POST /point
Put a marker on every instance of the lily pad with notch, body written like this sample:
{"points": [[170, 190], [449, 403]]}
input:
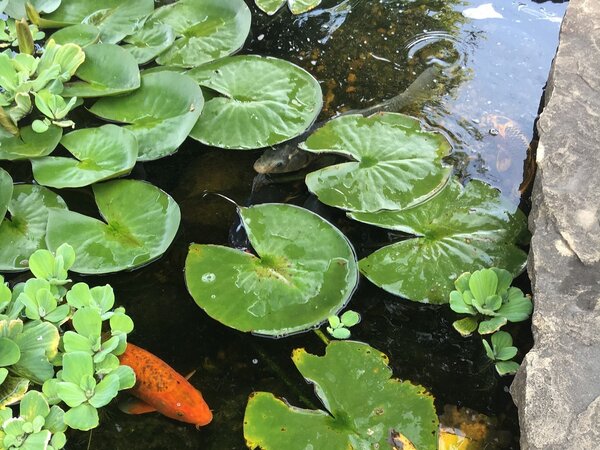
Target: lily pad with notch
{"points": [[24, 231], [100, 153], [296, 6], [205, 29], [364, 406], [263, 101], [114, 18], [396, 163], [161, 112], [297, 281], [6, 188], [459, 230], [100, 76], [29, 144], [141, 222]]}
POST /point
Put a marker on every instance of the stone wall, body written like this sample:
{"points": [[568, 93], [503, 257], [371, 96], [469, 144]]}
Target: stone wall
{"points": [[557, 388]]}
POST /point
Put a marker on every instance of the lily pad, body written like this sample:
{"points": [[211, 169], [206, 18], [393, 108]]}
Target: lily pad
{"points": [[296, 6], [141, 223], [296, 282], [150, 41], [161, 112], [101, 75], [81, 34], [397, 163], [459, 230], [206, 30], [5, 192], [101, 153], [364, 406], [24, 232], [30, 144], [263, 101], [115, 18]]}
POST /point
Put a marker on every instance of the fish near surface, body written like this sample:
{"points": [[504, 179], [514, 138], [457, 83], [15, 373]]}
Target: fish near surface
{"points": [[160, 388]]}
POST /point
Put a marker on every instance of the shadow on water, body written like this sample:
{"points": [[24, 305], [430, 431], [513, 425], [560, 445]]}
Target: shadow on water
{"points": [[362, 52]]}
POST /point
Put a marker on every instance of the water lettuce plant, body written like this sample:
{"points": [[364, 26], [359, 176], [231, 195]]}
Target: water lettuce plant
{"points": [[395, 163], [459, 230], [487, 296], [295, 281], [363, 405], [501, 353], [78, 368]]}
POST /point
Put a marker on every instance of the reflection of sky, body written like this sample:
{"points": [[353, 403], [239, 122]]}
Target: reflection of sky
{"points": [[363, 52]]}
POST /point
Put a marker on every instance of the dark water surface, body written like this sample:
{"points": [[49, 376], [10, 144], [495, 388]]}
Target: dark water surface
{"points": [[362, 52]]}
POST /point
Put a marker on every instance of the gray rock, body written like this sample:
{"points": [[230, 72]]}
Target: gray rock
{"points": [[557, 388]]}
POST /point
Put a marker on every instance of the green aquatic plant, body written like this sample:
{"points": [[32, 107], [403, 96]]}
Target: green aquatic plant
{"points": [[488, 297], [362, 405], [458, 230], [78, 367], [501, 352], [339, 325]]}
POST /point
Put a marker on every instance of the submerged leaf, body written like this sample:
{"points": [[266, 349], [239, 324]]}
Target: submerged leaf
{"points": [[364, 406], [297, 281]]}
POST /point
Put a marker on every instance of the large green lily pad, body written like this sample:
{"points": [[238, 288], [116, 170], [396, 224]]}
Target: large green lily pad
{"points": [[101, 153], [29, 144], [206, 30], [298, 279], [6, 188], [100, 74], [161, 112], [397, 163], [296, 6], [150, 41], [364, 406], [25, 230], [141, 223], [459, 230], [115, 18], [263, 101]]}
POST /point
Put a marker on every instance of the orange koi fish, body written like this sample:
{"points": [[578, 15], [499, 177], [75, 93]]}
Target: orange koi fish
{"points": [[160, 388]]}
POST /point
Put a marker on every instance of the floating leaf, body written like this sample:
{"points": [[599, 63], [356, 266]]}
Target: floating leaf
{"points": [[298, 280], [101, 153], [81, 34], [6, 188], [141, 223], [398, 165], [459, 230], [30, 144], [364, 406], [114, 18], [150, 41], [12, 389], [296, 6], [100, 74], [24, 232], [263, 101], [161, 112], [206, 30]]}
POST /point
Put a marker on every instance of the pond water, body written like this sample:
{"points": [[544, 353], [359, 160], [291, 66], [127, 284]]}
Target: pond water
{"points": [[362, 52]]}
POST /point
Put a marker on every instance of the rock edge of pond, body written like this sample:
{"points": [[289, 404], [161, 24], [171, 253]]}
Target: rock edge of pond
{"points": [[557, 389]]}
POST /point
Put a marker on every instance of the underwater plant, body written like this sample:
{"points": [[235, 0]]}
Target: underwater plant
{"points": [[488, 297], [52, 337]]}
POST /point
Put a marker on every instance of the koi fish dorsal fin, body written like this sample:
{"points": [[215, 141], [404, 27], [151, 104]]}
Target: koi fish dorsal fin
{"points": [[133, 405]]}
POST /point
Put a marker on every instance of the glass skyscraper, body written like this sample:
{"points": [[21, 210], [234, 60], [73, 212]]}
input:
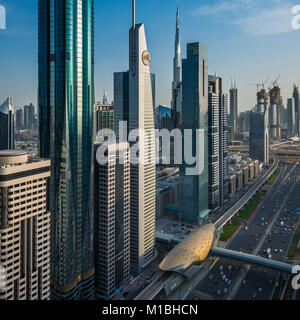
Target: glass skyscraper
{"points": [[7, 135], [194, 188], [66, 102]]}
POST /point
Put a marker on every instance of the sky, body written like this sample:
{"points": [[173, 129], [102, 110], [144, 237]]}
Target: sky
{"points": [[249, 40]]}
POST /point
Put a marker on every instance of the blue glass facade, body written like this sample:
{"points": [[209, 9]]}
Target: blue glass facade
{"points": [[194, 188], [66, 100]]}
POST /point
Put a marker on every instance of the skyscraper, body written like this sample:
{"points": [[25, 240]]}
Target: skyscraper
----------
Required work. Write out the lines from the first one through the line containing "Target: lily pad with notch", including both ends, and leave out the pictures.

Result.
POST /point
Put a marker on every instance of the lily pad with notch, body written like this sample:
{"points": [[170, 190], [449, 403]]}
input:
Target: lily pad with notch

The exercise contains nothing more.